- _Exercise directions_:
Rescale the listing below from the line with "of the raised" to the line with "x=253 y=225", both included, and reproduce only those lines, requests as well. Multiply each answer coordinate by 1.3 and round to the nearest whole number, halves up.

--- Begin Task material ---

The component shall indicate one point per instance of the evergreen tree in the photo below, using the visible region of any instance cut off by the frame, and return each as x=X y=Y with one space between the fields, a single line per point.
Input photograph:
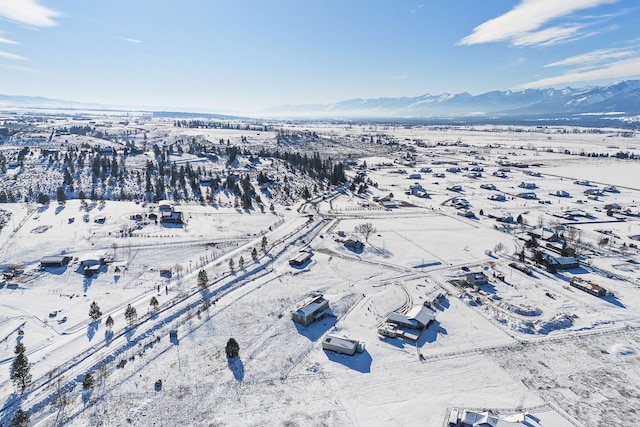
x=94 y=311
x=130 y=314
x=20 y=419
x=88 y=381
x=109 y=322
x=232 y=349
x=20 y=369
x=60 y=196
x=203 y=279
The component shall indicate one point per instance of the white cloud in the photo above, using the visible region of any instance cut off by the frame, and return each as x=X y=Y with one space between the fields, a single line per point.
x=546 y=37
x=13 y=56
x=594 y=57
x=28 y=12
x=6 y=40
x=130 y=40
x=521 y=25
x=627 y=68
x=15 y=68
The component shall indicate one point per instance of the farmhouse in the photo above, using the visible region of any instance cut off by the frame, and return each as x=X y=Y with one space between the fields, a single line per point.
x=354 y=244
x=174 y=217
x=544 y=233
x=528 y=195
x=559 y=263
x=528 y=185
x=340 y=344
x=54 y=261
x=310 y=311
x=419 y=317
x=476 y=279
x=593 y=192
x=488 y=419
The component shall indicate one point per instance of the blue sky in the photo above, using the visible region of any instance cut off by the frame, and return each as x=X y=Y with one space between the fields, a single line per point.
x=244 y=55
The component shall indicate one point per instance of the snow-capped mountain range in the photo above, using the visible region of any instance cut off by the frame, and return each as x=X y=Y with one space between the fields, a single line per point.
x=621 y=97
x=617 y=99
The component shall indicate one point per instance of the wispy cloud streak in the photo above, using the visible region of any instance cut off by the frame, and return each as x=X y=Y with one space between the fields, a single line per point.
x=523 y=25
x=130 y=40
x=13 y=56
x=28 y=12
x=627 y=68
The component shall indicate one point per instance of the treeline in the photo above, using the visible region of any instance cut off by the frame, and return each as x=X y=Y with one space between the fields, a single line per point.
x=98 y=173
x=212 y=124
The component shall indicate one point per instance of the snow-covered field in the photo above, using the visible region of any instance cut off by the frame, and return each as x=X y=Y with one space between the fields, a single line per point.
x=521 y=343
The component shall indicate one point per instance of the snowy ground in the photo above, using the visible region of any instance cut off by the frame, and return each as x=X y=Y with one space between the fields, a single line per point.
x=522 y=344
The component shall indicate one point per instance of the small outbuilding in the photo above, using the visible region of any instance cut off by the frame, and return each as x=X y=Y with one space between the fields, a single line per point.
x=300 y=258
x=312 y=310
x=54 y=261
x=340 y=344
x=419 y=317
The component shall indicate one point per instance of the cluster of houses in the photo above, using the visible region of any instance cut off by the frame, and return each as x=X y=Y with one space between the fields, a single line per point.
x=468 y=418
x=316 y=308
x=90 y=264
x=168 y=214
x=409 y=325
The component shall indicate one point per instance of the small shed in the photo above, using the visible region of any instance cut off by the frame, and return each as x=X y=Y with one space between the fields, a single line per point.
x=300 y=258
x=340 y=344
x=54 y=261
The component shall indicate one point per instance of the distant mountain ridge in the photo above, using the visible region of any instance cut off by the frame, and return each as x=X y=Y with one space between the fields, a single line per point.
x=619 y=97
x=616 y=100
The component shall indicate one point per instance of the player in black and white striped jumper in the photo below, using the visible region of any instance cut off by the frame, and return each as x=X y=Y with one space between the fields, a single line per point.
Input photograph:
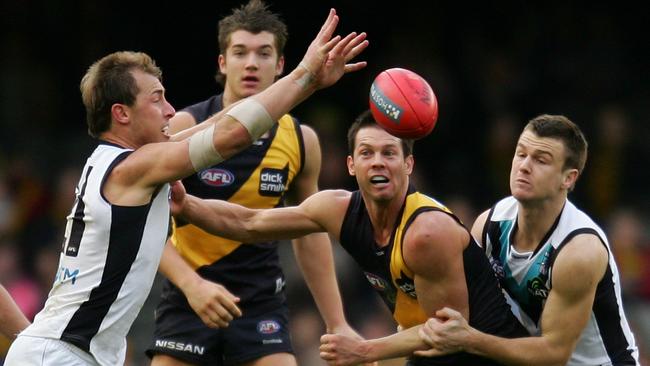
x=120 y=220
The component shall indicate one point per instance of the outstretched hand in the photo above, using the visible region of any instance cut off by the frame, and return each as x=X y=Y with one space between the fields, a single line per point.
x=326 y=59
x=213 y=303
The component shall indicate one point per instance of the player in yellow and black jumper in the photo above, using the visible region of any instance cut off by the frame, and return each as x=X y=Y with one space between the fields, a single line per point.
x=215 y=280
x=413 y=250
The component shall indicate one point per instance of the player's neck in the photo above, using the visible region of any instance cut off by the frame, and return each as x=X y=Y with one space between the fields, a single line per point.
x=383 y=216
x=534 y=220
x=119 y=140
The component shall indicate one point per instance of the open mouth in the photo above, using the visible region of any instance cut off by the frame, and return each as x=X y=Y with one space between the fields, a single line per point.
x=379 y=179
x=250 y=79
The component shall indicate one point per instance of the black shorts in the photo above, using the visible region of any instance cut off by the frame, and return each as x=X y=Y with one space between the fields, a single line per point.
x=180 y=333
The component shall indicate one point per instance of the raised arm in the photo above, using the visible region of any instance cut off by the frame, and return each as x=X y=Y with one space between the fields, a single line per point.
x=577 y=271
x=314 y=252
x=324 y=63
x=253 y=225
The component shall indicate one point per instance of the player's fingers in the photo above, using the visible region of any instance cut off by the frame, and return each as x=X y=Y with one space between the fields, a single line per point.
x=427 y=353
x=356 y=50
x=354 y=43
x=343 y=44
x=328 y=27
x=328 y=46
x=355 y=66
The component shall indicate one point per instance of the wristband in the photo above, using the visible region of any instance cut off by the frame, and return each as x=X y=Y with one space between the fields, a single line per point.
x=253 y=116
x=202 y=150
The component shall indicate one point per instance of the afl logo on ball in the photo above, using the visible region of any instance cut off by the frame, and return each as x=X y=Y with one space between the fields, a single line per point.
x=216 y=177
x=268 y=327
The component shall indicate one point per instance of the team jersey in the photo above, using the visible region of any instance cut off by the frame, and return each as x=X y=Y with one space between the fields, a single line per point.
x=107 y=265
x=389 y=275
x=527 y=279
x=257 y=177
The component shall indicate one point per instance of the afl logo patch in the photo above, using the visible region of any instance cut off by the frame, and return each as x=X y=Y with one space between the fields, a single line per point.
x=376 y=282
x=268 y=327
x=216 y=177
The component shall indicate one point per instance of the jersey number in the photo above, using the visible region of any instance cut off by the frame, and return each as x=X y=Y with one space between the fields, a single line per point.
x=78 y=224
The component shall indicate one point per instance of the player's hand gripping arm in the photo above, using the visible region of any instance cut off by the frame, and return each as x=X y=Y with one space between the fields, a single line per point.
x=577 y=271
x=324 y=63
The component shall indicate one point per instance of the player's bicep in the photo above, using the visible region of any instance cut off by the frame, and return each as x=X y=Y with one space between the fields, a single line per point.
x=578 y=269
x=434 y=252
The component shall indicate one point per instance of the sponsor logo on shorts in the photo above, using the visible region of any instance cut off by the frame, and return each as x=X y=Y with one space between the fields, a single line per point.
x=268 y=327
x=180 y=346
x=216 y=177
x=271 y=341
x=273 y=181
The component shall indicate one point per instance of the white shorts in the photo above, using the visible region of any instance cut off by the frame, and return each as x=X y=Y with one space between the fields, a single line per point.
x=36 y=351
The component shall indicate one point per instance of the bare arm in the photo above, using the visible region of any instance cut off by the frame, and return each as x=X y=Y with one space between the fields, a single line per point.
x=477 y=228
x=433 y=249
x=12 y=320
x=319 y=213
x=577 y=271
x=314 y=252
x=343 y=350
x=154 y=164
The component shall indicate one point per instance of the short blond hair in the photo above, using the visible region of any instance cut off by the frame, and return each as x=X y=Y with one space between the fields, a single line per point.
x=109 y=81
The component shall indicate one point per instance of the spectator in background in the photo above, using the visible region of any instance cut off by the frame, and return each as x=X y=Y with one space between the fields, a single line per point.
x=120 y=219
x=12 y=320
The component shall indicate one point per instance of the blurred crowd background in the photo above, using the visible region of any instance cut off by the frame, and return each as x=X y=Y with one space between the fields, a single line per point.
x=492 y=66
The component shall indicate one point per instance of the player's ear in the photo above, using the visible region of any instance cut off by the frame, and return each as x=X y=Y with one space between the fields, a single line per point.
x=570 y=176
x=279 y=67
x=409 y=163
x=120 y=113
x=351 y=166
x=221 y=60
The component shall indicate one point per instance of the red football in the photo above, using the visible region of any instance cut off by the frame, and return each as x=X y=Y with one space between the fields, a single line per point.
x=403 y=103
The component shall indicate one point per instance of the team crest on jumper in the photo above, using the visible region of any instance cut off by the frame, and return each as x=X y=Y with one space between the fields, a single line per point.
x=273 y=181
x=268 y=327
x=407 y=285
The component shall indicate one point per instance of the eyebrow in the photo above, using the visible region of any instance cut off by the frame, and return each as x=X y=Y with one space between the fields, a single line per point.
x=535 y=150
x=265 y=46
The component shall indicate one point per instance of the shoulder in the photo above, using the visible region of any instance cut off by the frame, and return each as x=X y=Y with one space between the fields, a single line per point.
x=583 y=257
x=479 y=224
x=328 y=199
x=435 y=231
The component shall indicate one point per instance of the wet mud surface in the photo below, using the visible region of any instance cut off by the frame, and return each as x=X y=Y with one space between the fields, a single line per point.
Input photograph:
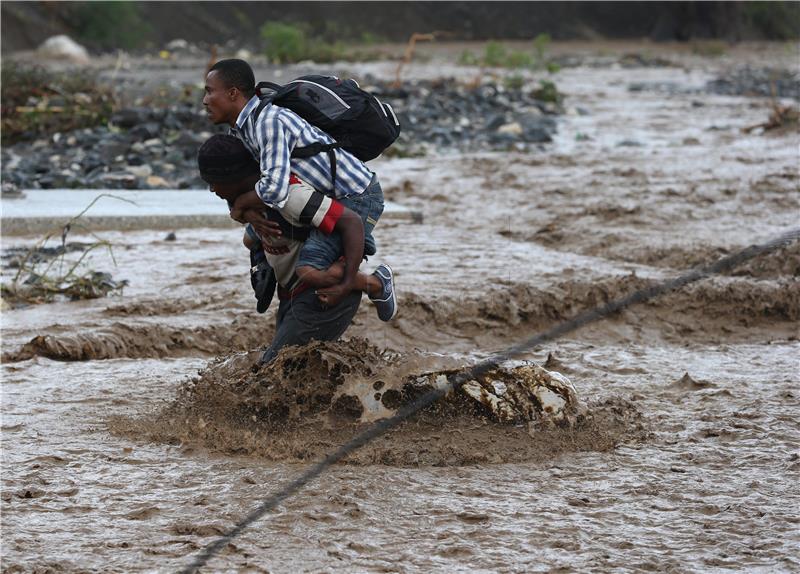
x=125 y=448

--- End Task material ---

- _Reply to the task_:
The component shall indicate one point per instance of the raised arm in the photo above, using the visible region of any instance cut off by the frame, and return each as x=X y=Y with one space between the fields, a single line per point.
x=750 y=352
x=408 y=328
x=421 y=82
x=329 y=293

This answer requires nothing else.